- _Your instructions_
Can you reproduce the entire listing below, replacing each "noun phrase" with "text prompt" and leaving everything else unchanged?

- _Dataset excerpts_
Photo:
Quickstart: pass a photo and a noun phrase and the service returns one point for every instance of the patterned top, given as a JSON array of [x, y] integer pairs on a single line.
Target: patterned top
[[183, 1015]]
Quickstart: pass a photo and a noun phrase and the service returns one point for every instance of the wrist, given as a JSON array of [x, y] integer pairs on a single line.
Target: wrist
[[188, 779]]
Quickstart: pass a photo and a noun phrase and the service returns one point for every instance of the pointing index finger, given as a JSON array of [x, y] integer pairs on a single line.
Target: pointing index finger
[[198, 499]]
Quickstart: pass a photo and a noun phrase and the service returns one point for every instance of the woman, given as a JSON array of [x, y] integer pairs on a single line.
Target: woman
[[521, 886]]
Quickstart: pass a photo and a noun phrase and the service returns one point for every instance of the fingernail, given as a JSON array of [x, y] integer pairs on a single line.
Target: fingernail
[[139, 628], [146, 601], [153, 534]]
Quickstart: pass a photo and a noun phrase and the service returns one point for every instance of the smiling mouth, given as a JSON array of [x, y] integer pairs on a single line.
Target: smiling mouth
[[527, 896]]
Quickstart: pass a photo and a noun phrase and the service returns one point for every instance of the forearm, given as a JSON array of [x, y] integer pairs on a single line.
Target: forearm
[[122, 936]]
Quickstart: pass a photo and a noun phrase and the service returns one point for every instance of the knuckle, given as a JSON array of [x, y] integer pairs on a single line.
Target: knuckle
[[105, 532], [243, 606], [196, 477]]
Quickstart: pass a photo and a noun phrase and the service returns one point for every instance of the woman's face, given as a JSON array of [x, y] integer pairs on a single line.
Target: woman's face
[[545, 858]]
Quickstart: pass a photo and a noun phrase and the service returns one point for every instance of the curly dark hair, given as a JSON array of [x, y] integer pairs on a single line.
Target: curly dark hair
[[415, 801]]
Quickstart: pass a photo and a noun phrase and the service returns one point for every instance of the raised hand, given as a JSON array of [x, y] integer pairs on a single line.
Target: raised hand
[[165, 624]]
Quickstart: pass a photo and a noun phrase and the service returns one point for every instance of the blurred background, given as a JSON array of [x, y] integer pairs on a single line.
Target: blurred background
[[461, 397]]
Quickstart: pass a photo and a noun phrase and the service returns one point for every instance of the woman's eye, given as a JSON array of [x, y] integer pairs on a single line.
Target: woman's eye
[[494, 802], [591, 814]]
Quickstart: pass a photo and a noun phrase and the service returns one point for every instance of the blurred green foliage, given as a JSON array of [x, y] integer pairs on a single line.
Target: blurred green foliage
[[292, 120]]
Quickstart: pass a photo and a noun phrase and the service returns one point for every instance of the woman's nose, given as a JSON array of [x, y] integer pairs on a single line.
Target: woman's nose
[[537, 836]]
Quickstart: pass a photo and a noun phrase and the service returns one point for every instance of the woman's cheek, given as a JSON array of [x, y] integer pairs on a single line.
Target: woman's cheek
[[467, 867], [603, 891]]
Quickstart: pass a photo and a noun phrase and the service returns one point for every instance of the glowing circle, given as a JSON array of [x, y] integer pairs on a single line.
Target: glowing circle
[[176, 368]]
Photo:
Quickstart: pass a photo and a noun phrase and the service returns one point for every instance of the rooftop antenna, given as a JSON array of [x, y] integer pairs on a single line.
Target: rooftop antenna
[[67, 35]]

- _Written reply_
Photo:
Quickstart: pass a photo and a text prompt and the service returns one point for every instance of the patterned top, given as a JSON array of [x, y] integer pairs on a single line.
Target: patterned top
[[183, 1015]]
Quickstart: pass a photo and a text prompt and the service returns one point for every instance of the wrist, given as a JSON array of [x, y] integer pairs on a single line.
Target: wrist
[[188, 779]]
Quickstart: pass a photo and a text prompt and the service returns one point for every instance of the pointing index finger, given as a JSON array of [x, y] integer pairs on a single line.
Target: pointing index finger
[[198, 499]]
Quickstart: pass a photo and a text prompt and the service returns one point for every instance of the woman, given as a JSON array of [x, y] integer pairs on a single line.
Target: woman
[[521, 886]]
Quickstart: pass a photo and a text prompt and the service returns one point for every instance of the fingernail, given as a JSON array of [x, y] integer pairs on a single line.
Target: fingernail
[[139, 628], [146, 601], [153, 534]]
Quickstart: pass a photo and a text prompt and the service returns one point for every instance of the smiling mouth, given as a JSON array of [x, y] integer pairs on a single line.
Target: smiling mouth
[[527, 896]]
Quickstart: pass a photo and a text prompt and the service returns one point for every instance of the forearm, given as a JSON array of [x, y] integer pairs on a single line.
Target: forearm
[[122, 936]]
Quickstart: pass a photo and a text prompt and the service returns one point for every instance of the knuckle, given as a JSON array of [x, y] integer pairs on a single line.
Target: knuckle
[[105, 532], [243, 606], [196, 477]]
Quickstart: pass a photo and a text prompt and the service returns one point for every instance of the woman's face, given as a JSON array of [x, y] integer pairs on a single line.
Target: woman's face
[[545, 858]]
Quickstart: pass a photo and a text prompt and the service returns one point for every instance of the curly dark hair, given as a JSON array of [x, y] integer pairs on a single line.
Target: curly dark hair
[[415, 801]]
Quickstart: pass a photo and a text prompt and the service returns one point for every instance of the raised hand, given as a JSON array of [x, y] integer pairs on a single line.
Target: raised hand
[[165, 624]]
Quickstart: pass a photo and a text prompt and the service returns one point for every instance of the blurred background, given as a JSON array of [x, y] integer pairs on a single line.
Target: blurred background
[[461, 397]]
Quickstart: pass a photo and a text prompt and the service returns one point for every instance of the woman's eye, given as a JSON array of [x, y] integer pairs on a single line.
Target: woman's eye
[[494, 802], [591, 814]]
Quickstart: pass a photo and a text prompt and the service returns one point for every instance of the blurred green foliage, given as a JSON array of [x, y] integer pairs on a single line.
Target: blurred green foliage
[[292, 120]]
Quickstart: pass a photo and a text prompt and the service returns one point for every instance of the woman's nose, given as a JSON array of [x, y] integer pairs on a single line.
Target: woman's nose
[[537, 836]]
Quickstart: pass a photo and a text prompt and the service returns one point for every instance of the woman's cheek, given as a JSON array of [x, y] integer pairs on a single line.
Target: woman's cheek
[[467, 867], [603, 891]]
Quickstart: pass a photo and a text prompt and the service returns one point for every instance of the glowing circle, given as a JSON array of [x, y] integer pairs on a single line.
Target: glowing circle
[[176, 368]]
Photo:
Quickstart: pass a photo and a text prompt and the service returns one point for every instance of the rooftop antenna, given as a JSON array of [x, y] integer pairs on a single line.
Target: rooftop antenna
[[67, 35]]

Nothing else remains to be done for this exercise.